▸ **Goal**:
Copy the stretch of the listing from its start through the line containing "x=236 y=218", replacing "Report" with "Answer" and keeping everything else the same.

▸ **Dataset rows**:
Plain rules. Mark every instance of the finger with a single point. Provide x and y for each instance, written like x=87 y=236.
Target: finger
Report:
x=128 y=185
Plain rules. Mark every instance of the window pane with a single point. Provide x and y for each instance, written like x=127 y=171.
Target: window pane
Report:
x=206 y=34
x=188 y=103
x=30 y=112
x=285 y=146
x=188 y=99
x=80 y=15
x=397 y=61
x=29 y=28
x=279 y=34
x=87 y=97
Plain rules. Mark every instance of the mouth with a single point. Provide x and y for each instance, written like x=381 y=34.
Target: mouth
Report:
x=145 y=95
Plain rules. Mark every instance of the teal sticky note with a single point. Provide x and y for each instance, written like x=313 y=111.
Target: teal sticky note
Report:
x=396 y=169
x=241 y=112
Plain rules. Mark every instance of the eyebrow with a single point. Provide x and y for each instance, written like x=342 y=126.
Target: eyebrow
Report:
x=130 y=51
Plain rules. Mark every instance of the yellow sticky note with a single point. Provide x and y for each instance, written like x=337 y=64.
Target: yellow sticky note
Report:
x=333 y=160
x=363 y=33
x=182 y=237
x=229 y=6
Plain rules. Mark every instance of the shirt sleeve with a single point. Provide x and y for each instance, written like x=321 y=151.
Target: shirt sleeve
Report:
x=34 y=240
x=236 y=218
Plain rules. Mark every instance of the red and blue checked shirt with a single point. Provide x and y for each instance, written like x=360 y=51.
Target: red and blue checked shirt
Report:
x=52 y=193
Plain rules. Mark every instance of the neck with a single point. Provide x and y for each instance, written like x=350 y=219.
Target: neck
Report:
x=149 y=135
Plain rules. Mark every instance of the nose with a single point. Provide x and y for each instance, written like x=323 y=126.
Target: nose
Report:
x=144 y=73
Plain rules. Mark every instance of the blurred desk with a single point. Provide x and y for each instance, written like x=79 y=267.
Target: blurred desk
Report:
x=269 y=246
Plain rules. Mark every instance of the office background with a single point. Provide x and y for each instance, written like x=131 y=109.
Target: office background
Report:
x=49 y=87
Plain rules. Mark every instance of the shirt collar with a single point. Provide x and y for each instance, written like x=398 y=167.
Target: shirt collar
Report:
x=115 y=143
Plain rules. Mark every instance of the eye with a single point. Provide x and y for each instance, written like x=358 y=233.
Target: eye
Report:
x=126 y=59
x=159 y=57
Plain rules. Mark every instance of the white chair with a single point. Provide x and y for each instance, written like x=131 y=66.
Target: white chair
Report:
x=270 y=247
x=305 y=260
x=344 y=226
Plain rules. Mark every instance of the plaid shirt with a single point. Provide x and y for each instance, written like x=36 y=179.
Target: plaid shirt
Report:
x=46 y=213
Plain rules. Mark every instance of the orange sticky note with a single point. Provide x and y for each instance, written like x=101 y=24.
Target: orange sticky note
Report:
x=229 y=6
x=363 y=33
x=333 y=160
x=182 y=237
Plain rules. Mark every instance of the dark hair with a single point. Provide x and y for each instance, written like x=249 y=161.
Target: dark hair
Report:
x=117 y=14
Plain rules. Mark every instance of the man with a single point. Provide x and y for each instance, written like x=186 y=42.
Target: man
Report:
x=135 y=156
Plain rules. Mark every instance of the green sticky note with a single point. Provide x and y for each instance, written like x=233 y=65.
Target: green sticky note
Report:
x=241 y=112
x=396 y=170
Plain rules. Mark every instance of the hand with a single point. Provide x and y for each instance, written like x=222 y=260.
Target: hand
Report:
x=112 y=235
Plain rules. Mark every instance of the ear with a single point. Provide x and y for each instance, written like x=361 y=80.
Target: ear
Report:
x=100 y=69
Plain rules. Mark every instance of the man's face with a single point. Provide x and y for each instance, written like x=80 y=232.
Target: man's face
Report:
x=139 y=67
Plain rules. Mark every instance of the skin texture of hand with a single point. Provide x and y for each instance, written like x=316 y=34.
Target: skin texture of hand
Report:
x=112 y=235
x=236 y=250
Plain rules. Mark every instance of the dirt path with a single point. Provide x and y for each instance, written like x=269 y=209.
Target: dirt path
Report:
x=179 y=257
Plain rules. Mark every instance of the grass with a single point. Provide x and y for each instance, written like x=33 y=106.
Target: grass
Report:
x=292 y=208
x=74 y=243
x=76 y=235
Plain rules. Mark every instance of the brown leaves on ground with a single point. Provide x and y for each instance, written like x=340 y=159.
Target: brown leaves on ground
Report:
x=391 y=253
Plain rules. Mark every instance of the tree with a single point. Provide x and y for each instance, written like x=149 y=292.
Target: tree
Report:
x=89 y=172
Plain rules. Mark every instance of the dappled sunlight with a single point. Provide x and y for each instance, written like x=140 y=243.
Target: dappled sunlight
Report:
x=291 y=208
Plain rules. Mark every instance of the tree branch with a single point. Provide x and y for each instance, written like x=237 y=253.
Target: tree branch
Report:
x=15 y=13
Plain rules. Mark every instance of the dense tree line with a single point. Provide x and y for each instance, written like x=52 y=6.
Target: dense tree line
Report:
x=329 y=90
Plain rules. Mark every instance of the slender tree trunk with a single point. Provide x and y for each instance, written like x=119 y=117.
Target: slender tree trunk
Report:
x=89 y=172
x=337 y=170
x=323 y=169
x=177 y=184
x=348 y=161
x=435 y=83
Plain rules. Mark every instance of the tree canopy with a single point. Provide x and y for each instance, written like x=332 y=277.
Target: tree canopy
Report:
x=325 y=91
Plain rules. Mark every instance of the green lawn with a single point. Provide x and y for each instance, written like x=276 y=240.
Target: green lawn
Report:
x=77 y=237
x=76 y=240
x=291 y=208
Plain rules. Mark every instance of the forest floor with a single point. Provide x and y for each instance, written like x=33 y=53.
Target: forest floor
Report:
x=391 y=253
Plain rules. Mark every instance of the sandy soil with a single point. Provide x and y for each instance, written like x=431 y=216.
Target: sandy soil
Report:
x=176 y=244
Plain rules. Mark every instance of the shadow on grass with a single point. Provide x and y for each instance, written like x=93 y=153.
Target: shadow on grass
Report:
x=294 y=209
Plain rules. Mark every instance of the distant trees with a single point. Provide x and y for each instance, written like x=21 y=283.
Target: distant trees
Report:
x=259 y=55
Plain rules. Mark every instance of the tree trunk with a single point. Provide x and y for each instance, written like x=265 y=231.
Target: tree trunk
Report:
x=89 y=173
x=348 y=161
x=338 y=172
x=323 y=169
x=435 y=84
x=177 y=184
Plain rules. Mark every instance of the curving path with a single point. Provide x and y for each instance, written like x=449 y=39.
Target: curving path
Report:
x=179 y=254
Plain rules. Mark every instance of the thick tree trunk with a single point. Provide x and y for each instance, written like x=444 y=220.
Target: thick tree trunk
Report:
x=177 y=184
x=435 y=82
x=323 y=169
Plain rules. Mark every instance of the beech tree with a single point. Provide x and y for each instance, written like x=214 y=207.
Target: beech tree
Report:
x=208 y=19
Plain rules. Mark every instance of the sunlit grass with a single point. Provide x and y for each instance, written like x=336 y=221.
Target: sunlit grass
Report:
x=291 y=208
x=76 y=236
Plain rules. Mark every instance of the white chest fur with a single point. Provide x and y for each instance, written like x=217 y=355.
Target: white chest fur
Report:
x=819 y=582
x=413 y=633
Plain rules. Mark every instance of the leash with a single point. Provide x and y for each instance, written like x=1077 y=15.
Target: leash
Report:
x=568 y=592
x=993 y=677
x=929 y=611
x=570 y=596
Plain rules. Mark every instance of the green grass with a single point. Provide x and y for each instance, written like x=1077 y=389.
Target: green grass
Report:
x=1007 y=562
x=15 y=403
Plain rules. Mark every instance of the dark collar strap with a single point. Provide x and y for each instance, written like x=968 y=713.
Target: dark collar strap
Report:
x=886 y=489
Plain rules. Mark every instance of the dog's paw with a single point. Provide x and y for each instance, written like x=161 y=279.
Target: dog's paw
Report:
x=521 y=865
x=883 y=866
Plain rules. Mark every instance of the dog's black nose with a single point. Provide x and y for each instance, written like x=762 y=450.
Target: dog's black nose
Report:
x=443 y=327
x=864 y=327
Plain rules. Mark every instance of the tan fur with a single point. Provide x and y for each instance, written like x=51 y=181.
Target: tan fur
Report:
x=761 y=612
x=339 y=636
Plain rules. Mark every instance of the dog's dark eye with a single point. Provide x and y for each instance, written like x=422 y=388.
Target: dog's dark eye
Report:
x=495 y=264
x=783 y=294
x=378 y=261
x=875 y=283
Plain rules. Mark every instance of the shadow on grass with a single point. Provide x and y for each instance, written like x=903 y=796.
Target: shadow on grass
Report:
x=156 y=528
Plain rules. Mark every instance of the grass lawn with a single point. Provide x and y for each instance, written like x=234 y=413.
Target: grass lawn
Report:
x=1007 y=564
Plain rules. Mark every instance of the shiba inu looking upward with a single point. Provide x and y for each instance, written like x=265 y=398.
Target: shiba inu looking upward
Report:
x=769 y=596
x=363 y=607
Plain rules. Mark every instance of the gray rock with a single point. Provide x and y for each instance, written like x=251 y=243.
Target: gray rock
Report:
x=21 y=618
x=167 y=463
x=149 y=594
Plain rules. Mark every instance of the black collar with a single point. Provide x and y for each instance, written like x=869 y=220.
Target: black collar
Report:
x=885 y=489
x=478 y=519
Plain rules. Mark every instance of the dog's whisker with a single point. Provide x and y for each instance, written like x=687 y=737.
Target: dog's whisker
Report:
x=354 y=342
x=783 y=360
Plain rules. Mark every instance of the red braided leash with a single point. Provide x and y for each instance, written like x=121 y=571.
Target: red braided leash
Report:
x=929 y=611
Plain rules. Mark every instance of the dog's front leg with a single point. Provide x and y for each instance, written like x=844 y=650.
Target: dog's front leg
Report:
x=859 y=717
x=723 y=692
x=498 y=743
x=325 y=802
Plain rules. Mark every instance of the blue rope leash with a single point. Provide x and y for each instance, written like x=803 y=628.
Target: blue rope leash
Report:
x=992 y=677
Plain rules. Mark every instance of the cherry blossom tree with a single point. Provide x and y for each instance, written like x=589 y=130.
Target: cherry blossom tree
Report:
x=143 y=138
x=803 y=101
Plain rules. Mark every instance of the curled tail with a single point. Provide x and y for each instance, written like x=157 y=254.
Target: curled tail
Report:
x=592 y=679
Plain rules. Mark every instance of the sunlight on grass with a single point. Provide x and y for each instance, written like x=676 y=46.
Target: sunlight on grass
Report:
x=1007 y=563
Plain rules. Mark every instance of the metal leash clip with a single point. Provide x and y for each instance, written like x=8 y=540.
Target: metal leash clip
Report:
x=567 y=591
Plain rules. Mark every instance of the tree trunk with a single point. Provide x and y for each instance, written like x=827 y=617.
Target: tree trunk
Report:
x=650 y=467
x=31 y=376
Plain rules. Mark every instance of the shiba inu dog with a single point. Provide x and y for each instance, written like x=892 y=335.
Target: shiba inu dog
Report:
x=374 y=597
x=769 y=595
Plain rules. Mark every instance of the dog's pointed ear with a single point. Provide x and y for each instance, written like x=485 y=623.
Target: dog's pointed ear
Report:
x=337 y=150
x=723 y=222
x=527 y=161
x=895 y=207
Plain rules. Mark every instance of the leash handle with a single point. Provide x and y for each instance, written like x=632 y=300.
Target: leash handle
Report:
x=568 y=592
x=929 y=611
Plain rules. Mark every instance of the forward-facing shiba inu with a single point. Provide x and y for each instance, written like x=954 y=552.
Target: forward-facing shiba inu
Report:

▸ **Correct result**:
Plain rules. Mark every instance of the finger with a single point. Provide x and y for each instance, written like x=87 y=236.
Target: finger
Answer:
x=128 y=185
Plain rules. Mark every instance of the window pane with a single point. Provide x and y for each instance, written like x=127 y=171.
Target: window pane
Answer:
x=206 y=34
x=188 y=103
x=30 y=112
x=285 y=146
x=188 y=99
x=80 y=15
x=397 y=61
x=29 y=28
x=279 y=34
x=87 y=97
Plain rules. Mark every instance of the mouth with a single point. Provide x and y for each instance, written like x=381 y=34.
Target: mouth
Answer:
x=145 y=95
Plain rules. Mark every instance of the teal sticky note with a single point. Provide x and y for each instance, written like x=313 y=111.
Target: teal sticky note
Answer:
x=396 y=169
x=241 y=112
Plain rules. Mark every instance of the eyebrow with a single point. Provide x and y for each instance, written like x=342 y=126.
Target: eyebrow
Answer:
x=130 y=51
Plain rules. Mark every instance of the yellow sticky note with a single point. Provide x and y for each instance, written like x=337 y=64.
Target: yellow sticky note
Answer:
x=333 y=160
x=363 y=33
x=182 y=237
x=229 y=6
Plain rules. Mark every instance of the shirt sleeve with a single point. Provide x and y for each instance, written like x=321 y=151.
Target: shirt sleeve
Answer:
x=34 y=240
x=236 y=218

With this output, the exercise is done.